→ **Provided passage**
★ ★ ★

Has your attitude to working hours and relaxing hours changed over your career? Has age and seniority affected your perspective at all?
I would say it probably has, yes. Being a working parent forces you to have a bit of perspective, definitely. In your twenties, you have loads to prove and there was almost a pride in demonstrating that you were working ridiculously early in the morning or late at night.
Seniority, obviously, allows you a bit more perspective, and I am very aware of the juniors at Ballou; I don’t want them to be infected with that “always-on” culture. I’d much rather they had an “always-well” culture; learning and working hard but doing so happily and well within their own stress limits.
What tips and tricks have you developed over the years to help maintain your own work-life balance and that of your team?
I try not to look at emails on holiday or just before bed. I try to avoid sending anything late at night or too early in the morning as that sends out a message to my team that “I’m working, you should be too” and that’s absolutely not the case.

★ ★ ★

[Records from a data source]
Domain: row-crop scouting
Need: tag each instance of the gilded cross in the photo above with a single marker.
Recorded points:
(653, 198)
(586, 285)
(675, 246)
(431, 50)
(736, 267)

★ ★ ★

→ **Activity list**
- a) Summarize the interview on work-life balance in two sentences.
- b) In the interview on work-life balance, what kind of culture does the speaker want the juniors at Ballou to have instead of an "always-on" culture?
- c) Carry on the interview on work-life balance from where it stops.

→ **Task-by-task answers**
- a) The speaker says their attitude to working hours has changed: being a working parent and gaining seniority have given them perspective, whereas in their twenties they took pride in working very early or late. They want the juniors at Ballou to have an "always-well" culture rather than an "always-on" one, and they avoid checking emails on holiday or before bed and avoid sending messages late at night or early in the morning.

- b) An "always-well" culture.

- c)
I leave my phone downstairs at night to charge and have an old-fashioned alarm clock by my bed, so I’m not tempted to do that last-minute terror scroll that ensures a terrible night’s sleep! I’ve also found that it helps to set my own plan for the day, including downtime, before I turn my phone or laptop on.
This lets me feel in control of my own time and mood, so whatever’s in the news or my emails isn’t going to set the agenda for me.
Do you believe time management methods such as the Pomodoro Technique can help increase spells of productivity, reduce fatigue, and ultimately promote a healthy work-life balance?
I do, yes. I find that focus can be more difficult to achieve, especially during the pandemic, when we're bombarded with news updates and everything takes on an air of urgency. Also, if you have small children at home, then having your attention split between three different things at once is absolutely exhausting.
Pomodoro, or anything that allows you to keep your brain calm and focused in short bursts, works very well. One of the strange upsides of the pandemic is that we know now people do not need to be chained to their desks for eight hours a day to work effectively. If they need to go and do that yoga class that gets them back to their A-game, then do it.
Do you believe in completely turning off from work when you are on annual leave? Or do you still believe that dedicated professionals should make time in the day to analyse critical tasks?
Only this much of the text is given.